## REQUIREMENT
Output the entries below so that they read exactly as they do now.

(Natural-language object grounding data)
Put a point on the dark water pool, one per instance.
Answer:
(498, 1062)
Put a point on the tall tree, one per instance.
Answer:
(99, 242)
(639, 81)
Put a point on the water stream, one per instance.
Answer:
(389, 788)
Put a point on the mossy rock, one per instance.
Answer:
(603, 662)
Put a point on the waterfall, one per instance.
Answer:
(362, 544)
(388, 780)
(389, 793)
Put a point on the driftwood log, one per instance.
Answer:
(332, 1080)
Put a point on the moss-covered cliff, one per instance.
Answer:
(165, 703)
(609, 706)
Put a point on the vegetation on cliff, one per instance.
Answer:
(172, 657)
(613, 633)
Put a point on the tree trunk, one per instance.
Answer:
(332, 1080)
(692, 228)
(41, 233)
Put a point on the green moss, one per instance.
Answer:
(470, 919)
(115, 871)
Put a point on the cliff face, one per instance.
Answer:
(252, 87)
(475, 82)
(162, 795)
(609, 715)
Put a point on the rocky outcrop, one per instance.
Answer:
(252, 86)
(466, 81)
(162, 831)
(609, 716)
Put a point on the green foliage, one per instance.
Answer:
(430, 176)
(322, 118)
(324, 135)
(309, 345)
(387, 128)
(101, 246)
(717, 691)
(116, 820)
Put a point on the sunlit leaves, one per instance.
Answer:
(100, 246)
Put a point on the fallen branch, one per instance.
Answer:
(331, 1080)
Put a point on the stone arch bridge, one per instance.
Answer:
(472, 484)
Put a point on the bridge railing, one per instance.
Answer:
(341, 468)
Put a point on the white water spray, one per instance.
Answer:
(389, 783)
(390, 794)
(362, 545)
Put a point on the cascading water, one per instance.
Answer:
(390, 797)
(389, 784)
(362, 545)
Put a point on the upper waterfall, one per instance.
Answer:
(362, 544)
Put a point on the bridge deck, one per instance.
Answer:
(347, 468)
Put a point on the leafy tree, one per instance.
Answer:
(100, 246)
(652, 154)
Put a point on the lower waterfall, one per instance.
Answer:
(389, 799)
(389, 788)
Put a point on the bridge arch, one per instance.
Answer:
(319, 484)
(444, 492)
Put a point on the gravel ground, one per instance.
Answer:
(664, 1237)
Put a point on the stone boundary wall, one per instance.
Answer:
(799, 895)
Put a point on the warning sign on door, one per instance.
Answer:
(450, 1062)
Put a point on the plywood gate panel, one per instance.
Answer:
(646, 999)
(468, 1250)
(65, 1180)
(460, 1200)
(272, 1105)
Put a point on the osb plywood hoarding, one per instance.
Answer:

## WRITTEN SOLUTION
Put a point on the dark water pool, one per instance.
Answer:
(498, 1062)
Put a point on the tall tree, one per instance.
Answer:
(99, 242)
(639, 81)
Put a point on the water stream, one per instance.
Answer:
(389, 788)
Put a point on the mossy rock, one per instance.
Answer:
(603, 662)
Put a point on the waterfall, one per instance.
Answer:
(362, 544)
(388, 780)
(389, 793)
Put a point on the driftwood log, one per instance.
Answer:
(332, 1080)
Put a point on the moss-covered cliff, one per instance.
Answer:
(165, 703)
(609, 706)
Put a point on the vegetation on cliff, one per instance.
Answer:
(172, 657)
(613, 633)
Put a point on the tree trunk, one per instance.
Answer:
(332, 1080)
(692, 228)
(41, 233)
Put a point on the green moss, one per instance.
Answer:
(470, 919)
(115, 871)
Put a point on the cliff face, one per instance.
Answer:
(252, 87)
(475, 82)
(162, 795)
(609, 715)
Put a point on the rocky outcrop, one per instance.
Answer:
(252, 86)
(466, 81)
(162, 831)
(609, 716)
Put a point on the green foliage, one per instance.
Answer:
(430, 176)
(322, 118)
(324, 135)
(309, 345)
(387, 128)
(101, 246)
(717, 691)
(116, 820)
Put a point on the sunlit leaves, one per instance.
Answer:
(100, 246)
Put a point on the fallen branch, one per instance.
Answer:
(331, 1080)
Put a point on the stone arch bridge, one per instance.
Answer:
(472, 484)
Put a point on the bridge railing, one per instance.
Answer:
(341, 468)
Put a point on the white water spray, one per instance.
Answer:
(389, 783)
(390, 794)
(362, 545)
Put a point on the cascading water, one per instance.
Answer:
(390, 797)
(389, 784)
(362, 545)
Put a point on the upper waterfall, one per instance.
Answer:
(362, 544)
Put a point on the bridge deck, one per instance.
Answer:
(347, 468)
Put a point on the leafy tree, one per instance.
Answer:
(100, 246)
(652, 154)
Put a point on the lower waterfall, one per instance.
Answer:
(389, 799)
(389, 788)
Put a point on the bridge arch, one per instance.
Answer:
(319, 484)
(444, 492)
Put a point on the gravel ground, one per instance.
Answer:
(664, 1237)
Put a point on the stone boundary wall, one per instance.
Answer:
(799, 895)
Put a point on the warning sign on door, one per instance.
Answer:
(450, 1062)
Put a point on the plywood gate panel, one per instance.
Answer:
(646, 999)
(468, 1250)
(65, 1180)
(460, 1200)
(272, 1105)
Put a point on the osb plywood hoarding, one per instance.
Answer:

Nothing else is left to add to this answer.